Your goal — Show every line in the items below that contains the word "player", copying each such line in full.

Excerpts from point annotation data

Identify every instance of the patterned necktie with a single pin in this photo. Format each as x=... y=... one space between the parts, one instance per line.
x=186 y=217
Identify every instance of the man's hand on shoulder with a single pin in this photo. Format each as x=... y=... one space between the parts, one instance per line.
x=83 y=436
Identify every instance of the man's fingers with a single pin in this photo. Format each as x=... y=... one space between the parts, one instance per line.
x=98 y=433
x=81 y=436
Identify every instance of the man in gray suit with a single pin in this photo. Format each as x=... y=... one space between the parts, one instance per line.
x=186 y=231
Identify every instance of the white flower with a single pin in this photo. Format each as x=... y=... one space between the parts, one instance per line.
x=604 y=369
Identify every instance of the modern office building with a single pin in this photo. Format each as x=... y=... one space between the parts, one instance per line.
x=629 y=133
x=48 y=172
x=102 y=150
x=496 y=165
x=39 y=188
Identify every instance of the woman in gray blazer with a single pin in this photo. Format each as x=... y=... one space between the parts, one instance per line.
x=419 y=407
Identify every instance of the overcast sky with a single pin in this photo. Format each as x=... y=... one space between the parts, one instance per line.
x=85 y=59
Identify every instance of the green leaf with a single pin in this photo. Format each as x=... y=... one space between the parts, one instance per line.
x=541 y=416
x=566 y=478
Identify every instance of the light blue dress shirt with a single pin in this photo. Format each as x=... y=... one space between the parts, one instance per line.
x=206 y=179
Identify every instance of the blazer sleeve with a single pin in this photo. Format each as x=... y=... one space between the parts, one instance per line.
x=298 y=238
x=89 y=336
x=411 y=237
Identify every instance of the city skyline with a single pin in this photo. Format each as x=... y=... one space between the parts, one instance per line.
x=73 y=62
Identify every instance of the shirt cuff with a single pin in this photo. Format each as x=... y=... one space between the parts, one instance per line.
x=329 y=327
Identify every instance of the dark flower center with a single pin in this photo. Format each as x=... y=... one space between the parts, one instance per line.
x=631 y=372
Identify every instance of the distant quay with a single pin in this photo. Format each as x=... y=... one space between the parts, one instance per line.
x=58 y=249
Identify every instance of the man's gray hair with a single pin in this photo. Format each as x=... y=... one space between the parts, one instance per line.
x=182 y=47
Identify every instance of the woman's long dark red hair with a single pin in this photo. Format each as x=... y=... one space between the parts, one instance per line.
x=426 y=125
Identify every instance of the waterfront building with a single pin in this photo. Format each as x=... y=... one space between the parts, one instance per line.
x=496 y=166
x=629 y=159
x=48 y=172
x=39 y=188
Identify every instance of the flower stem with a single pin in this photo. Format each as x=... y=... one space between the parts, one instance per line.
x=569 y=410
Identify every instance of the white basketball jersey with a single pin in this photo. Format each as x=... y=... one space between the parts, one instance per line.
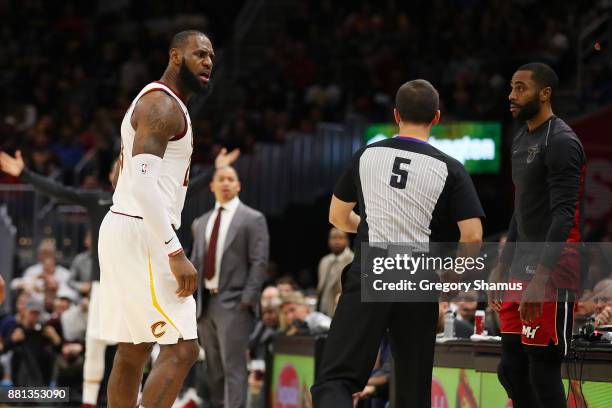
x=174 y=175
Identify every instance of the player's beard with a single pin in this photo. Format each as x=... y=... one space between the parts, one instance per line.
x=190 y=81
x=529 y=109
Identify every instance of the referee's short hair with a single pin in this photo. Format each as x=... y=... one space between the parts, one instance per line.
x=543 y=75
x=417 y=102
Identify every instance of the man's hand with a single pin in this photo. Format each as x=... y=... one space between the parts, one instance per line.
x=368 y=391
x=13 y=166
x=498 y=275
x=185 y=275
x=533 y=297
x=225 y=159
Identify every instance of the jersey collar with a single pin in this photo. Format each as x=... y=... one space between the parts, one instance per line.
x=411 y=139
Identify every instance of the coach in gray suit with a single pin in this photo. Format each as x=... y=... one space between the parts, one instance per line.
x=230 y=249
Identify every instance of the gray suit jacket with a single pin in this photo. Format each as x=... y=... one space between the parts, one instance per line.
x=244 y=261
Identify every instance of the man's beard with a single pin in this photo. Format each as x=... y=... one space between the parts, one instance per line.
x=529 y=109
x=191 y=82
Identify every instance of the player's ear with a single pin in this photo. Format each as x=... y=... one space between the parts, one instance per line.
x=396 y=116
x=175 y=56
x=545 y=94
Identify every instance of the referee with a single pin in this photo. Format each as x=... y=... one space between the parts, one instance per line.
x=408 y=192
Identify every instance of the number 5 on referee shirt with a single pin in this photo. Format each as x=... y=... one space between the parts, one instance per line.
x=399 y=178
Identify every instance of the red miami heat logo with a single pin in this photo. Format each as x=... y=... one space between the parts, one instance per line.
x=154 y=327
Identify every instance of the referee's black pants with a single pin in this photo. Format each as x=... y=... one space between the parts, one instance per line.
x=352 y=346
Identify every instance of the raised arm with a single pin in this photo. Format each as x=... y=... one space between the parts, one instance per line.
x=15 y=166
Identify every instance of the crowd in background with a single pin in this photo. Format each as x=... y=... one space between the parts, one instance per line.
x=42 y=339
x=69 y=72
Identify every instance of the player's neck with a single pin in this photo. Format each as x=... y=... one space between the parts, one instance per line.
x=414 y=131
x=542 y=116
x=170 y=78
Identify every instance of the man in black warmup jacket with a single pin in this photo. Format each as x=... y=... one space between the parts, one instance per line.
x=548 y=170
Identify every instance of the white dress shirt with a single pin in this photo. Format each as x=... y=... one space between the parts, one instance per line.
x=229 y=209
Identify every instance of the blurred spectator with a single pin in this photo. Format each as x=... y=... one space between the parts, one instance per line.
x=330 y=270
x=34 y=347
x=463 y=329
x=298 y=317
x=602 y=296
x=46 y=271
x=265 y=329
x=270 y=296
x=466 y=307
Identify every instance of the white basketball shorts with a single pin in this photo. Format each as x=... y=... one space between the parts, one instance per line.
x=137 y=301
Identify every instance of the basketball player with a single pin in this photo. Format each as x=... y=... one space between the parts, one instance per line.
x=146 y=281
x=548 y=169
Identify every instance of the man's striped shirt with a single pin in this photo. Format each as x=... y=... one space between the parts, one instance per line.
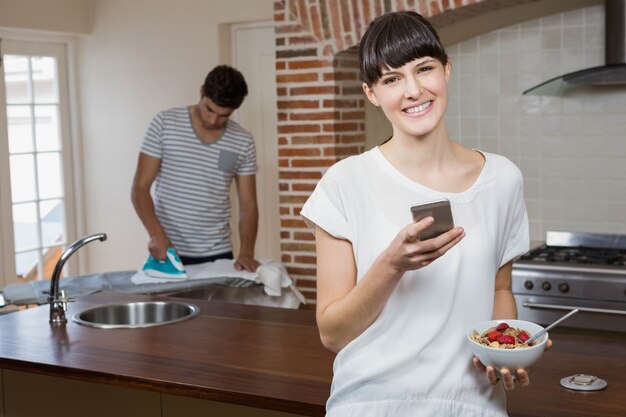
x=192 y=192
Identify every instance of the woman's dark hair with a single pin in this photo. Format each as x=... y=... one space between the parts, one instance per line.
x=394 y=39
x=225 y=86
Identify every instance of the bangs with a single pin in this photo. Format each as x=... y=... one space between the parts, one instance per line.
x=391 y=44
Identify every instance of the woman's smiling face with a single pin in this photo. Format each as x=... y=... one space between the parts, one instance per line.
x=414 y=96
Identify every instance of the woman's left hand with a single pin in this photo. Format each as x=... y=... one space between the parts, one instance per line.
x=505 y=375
==
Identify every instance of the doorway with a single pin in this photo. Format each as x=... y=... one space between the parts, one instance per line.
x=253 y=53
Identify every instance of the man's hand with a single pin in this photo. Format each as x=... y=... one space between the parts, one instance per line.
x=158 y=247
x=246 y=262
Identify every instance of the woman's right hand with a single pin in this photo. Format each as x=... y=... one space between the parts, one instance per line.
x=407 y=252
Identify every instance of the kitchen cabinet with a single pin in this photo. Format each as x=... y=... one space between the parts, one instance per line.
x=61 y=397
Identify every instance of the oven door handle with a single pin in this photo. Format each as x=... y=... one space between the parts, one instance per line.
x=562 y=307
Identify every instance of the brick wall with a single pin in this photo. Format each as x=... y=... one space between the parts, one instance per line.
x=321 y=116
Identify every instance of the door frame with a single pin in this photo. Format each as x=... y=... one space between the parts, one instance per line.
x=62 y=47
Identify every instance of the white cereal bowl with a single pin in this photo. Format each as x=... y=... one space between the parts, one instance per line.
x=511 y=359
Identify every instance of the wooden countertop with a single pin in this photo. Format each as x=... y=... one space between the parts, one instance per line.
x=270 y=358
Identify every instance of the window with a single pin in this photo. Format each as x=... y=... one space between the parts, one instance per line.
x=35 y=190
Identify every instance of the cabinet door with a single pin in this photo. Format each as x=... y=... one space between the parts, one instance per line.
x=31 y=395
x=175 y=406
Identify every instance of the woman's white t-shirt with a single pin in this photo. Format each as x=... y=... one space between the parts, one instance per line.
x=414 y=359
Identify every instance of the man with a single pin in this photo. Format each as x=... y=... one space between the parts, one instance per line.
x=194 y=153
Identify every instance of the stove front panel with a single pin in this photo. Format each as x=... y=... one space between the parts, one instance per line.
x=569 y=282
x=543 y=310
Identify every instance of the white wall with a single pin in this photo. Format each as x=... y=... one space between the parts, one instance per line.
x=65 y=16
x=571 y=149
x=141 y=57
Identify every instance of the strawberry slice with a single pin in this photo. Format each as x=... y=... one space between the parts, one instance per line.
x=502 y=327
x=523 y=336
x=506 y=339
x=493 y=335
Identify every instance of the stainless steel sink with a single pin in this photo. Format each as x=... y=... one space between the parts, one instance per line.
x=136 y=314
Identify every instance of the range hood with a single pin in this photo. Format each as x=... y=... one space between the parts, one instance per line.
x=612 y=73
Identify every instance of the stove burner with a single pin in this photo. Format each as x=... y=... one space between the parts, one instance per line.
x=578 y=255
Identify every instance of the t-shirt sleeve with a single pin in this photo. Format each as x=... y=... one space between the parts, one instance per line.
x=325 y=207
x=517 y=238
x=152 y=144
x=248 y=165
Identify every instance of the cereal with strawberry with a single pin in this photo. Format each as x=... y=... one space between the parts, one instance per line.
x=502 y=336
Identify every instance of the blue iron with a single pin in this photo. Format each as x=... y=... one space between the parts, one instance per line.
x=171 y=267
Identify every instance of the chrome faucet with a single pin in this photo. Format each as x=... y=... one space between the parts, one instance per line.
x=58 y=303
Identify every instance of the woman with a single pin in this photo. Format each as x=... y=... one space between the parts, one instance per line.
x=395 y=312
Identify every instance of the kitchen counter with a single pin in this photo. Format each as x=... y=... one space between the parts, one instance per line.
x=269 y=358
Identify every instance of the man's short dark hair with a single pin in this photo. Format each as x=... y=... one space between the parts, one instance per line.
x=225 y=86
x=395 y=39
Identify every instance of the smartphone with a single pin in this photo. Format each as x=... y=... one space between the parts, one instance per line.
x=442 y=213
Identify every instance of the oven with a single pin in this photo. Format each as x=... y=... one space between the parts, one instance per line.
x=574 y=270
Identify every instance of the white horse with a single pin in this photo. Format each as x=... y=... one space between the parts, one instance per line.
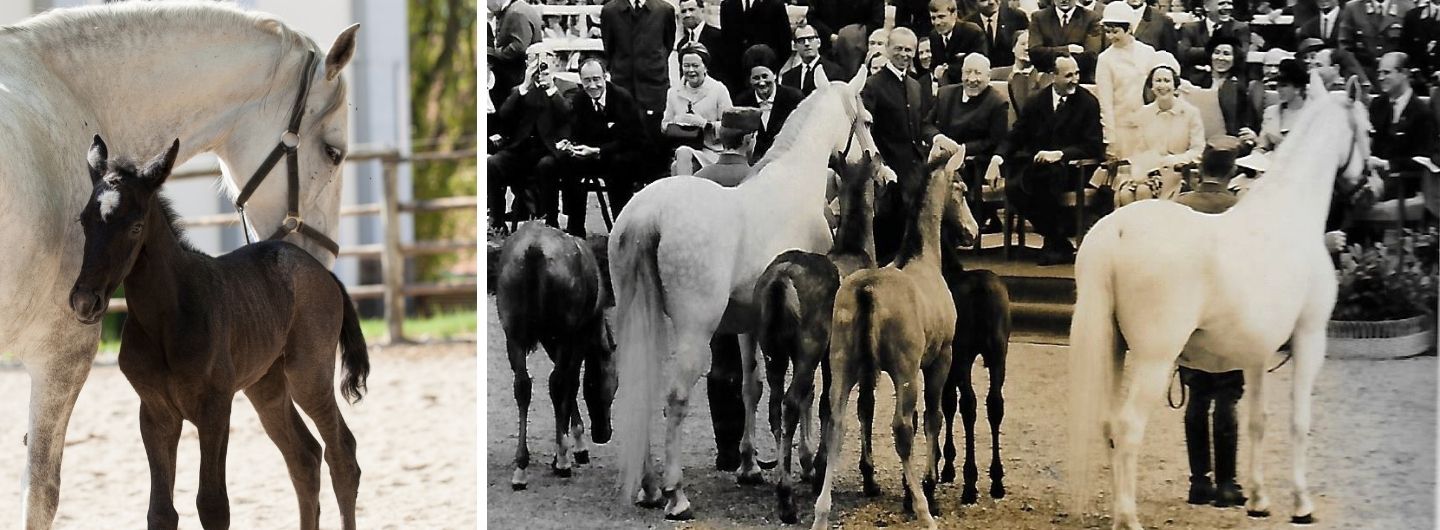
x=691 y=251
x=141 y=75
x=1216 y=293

Solution for this task —
Identify every instance of the player's beard with a single pin in this photo. Format each as x=... y=... one space between the parts, one instance per line.
Identify every instance of the player's ear with a single pin in this photo. Format each as x=... y=... one space between the parts, one instance per line.
Identify every instance of the player's neck with a single pin in this photo. Format each as x=... y=... one space between the parts, one instance per line.
Identify every instance of the basketball player with a single pin in this photo. Format each as x=... y=... one space between the parts, one instance per line.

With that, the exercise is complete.